(EXERCISE DETAILS)
Write out again everything from the line containing "Where can you spot the bare" down to the end of the lines, requests included, and add 45 to every number in the answer coordinates.

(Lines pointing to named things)
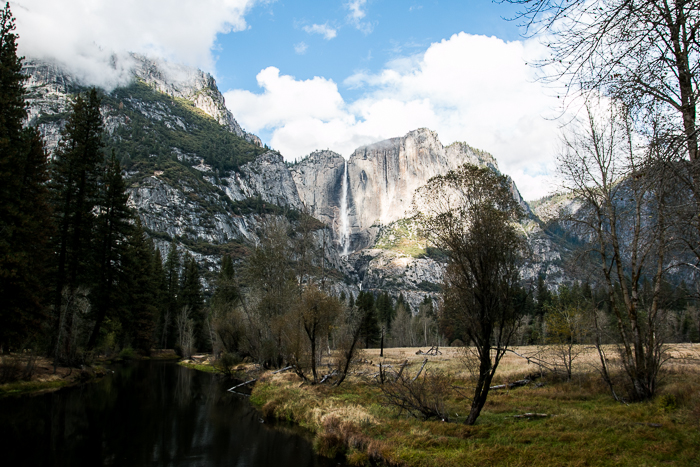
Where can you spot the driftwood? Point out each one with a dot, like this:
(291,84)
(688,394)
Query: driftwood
(532,415)
(433,351)
(421,369)
(329,375)
(233,389)
(403,365)
(514,384)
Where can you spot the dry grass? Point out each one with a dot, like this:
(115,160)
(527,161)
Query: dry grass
(585,427)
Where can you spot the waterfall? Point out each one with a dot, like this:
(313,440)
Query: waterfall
(344,229)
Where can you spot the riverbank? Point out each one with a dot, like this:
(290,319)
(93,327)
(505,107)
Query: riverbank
(42,377)
(570,423)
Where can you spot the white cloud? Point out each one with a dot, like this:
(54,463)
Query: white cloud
(85,35)
(300,48)
(356,14)
(326,31)
(467,88)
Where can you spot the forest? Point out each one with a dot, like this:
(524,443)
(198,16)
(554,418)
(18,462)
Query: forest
(81,278)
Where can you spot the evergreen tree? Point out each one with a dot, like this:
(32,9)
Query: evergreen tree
(75,175)
(544,296)
(385,310)
(370,331)
(139,290)
(191,296)
(226,291)
(113,226)
(172,288)
(24,213)
(161,292)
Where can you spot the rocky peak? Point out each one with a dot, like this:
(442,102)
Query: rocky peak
(48,80)
(318,178)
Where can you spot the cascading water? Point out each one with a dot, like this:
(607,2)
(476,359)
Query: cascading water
(344,228)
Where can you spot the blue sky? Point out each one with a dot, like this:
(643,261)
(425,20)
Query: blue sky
(333,74)
(389,30)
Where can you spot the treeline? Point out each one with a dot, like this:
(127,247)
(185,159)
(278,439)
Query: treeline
(77,270)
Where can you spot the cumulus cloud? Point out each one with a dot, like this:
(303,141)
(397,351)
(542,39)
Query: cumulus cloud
(86,36)
(356,15)
(467,88)
(300,48)
(326,31)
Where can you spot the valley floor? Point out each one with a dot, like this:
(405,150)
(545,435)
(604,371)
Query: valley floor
(583,425)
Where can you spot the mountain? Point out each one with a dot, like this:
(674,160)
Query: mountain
(196,177)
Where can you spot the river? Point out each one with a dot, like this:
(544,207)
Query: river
(147,413)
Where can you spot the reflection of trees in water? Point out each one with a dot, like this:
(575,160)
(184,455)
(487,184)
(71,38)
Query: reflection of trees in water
(147,413)
(183,388)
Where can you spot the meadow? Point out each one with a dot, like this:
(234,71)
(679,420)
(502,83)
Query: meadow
(575,422)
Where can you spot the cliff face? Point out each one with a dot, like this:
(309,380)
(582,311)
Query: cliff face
(210,191)
(319,179)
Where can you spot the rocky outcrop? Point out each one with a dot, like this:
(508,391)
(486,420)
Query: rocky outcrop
(192,84)
(49,87)
(267,177)
(318,179)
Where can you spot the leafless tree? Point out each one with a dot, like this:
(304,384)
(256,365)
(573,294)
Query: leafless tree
(185,331)
(643,52)
(623,221)
(470,213)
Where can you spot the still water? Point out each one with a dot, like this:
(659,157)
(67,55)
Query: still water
(147,414)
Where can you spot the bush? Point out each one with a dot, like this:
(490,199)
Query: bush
(423,396)
(227,361)
(127,353)
(16,367)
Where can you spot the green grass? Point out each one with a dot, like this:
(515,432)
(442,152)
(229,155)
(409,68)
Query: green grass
(27,387)
(585,427)
(200,367)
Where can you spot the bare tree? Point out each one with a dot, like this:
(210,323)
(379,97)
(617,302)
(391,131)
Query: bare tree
(185,331)
(623,220)
(643,52)
(306,327)
(470,213)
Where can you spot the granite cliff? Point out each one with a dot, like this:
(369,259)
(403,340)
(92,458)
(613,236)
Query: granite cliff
(196,177)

(TASK OUTPUT)
Where can you spot the bare tree? Point out each one with a dot, like this:
(210,323)
(379,97)
(617,302)
(391,131)
Query: bare tree
(230,376)
(668,265)
(688,97)
(351,372)
(515,258)
Where can you spot the granite cliff? Point out each one with a dot, like this:
(369,259)
(403,340)
(92,458)
(613,236)
Query: granite cliff
(241,222)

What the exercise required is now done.